## TASK REQUIREMENTS
Copy the rows below word for word, from the line containing "Task: pick out grass, one point per instance." through the line containing "<point>571,312</point>", with both of those lines included.
..........
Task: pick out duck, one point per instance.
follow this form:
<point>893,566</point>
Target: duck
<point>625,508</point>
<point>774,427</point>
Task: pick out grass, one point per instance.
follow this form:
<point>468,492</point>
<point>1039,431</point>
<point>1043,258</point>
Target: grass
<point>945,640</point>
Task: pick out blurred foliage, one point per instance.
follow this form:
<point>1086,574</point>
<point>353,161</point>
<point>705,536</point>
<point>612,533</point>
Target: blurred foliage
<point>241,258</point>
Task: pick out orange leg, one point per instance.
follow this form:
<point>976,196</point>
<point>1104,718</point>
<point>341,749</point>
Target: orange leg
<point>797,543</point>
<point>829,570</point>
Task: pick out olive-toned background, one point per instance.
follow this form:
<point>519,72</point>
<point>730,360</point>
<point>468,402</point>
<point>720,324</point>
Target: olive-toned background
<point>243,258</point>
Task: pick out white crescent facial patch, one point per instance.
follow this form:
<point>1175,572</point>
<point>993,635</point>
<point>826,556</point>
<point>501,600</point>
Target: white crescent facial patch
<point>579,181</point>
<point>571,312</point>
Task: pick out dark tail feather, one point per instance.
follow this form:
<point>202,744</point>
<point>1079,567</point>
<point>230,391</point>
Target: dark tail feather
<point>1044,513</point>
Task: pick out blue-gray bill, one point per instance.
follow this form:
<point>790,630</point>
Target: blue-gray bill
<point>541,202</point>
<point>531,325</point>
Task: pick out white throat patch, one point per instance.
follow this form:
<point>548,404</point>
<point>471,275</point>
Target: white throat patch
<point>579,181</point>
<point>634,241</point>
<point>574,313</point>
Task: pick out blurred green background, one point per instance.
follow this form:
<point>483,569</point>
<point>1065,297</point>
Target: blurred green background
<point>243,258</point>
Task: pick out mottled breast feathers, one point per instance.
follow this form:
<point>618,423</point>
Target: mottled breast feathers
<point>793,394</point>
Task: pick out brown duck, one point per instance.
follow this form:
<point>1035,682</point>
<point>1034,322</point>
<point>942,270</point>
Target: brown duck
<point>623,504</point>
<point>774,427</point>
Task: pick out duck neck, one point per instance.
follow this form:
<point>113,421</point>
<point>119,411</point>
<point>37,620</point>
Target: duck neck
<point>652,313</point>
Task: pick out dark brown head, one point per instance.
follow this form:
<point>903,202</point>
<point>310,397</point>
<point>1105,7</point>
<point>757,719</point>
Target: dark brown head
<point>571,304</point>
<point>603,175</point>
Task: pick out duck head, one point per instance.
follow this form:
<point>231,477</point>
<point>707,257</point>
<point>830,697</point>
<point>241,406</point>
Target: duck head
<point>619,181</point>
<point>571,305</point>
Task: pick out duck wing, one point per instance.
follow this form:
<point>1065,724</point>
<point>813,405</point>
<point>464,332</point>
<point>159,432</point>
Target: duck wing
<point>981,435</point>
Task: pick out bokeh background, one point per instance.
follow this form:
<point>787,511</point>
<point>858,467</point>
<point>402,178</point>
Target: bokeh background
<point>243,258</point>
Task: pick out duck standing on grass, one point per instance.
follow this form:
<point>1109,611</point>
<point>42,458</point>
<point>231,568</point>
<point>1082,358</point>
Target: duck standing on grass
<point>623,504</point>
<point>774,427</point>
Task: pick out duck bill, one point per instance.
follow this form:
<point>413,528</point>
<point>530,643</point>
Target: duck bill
..........
## EXPECTED OUTPUT
Task: pick out grass, one point per instance.
follow this form:
<point>468,492</point>
<point>1039,431</point>
<point>1043,258</point>
Target: grass
<point>945,640</point>
Task: pick out blurred foliage, one point per instance.
follow this form:
<point>1086,574</point>
<point>353,161</point>
<point>705,536</point>
<point>612,533</point>
Target: blurred foliage
<point>241,258</point>
Task: pick out orange leg, one point per instance.
follow this form:
<point>976,196</point>
<point>1104,718</point>
<point>341,749</point>
Target: orange leg
<point>797,543</point>
<point>829,570</point>
Task: pick out olive-toned background, one point per instance.
follow this form:
<point>519,72</point>
<point>730,360</point>
<point>468,402</point>
<point>720,324</point>
Target: olive-toned background
<point>243,258</point>
Task: pick out white crescent facial patch, one point per instance.
follow this form:
<point>1175,572</point>
<point>993,635</point>
<point>826,556</point>
<point>501,600</point>
Target: white crescent facial patch
<point>579,181</point>
<point>571,312</point>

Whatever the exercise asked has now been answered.